═══ Dataset rows

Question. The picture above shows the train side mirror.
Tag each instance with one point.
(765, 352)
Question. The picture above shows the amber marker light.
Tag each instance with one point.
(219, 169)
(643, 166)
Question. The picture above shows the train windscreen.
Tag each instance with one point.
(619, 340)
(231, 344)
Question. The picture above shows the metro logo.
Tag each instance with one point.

══════
═══ Dataset rows

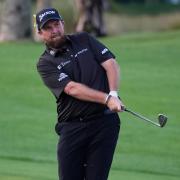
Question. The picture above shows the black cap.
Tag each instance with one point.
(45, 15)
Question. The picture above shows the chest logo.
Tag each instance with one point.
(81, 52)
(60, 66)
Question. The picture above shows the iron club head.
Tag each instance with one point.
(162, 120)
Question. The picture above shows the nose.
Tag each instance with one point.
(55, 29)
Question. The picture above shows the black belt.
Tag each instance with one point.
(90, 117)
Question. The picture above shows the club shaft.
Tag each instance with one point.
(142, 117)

══════
═══ Dataset rows

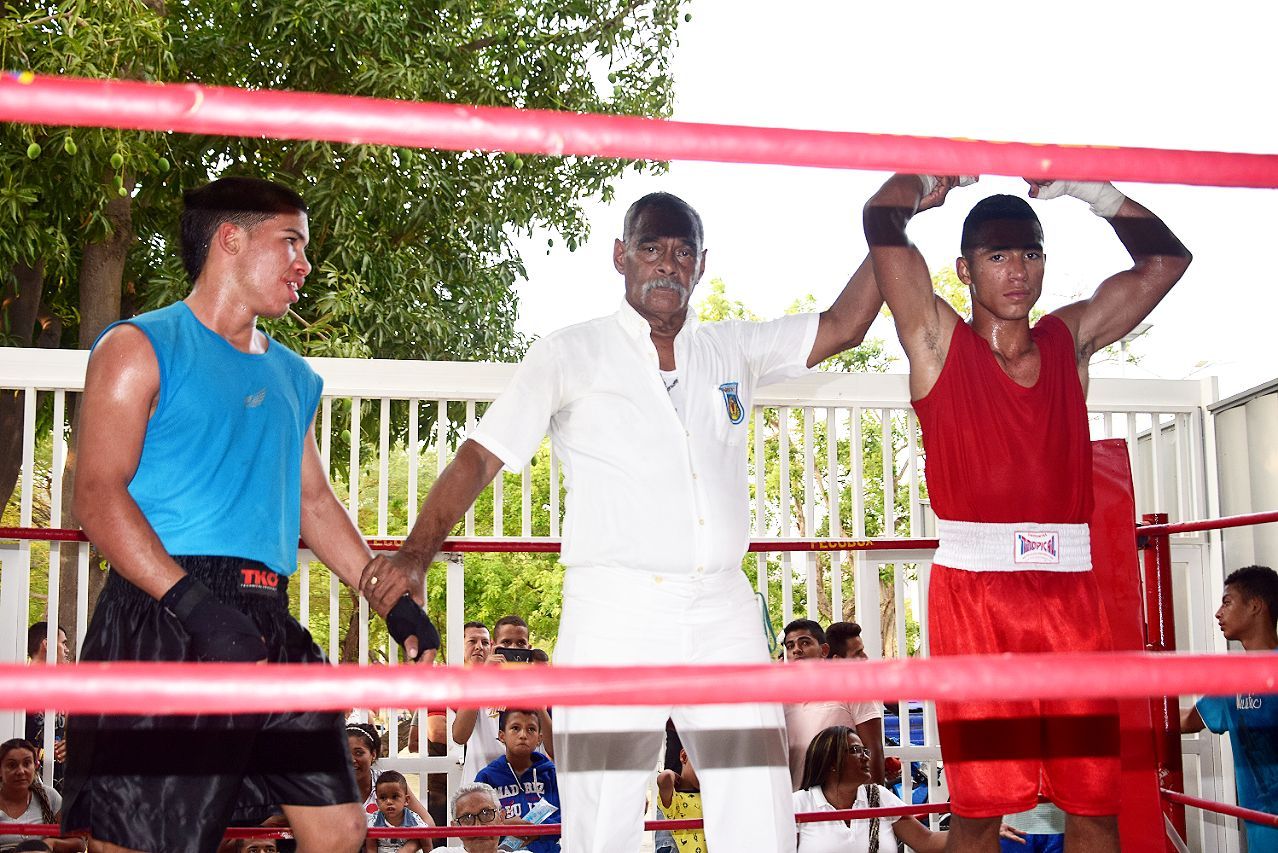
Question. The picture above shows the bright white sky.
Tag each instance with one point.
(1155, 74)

══════

The problem:
Pick out each line of the records that contains the word "above". Uppercase and lowercase letters count as different.

Solution for this task:
Question. The picture above shows the train side mirror.
Question. The picture above shows the amber marker light.
Question. The picture above shows the train windscreen.
Question. The picture above shows the metro logo.
Question. The picture above shows the black cap.
Question. The picture above shows the chest logo.
Question. The picture above shows the iron club head.
Question. The picture above shows the nose.
Question. The picture above shows the black belt.
Question. The picture above shows the club shaft.
Question. The picture above shows the bright white sky.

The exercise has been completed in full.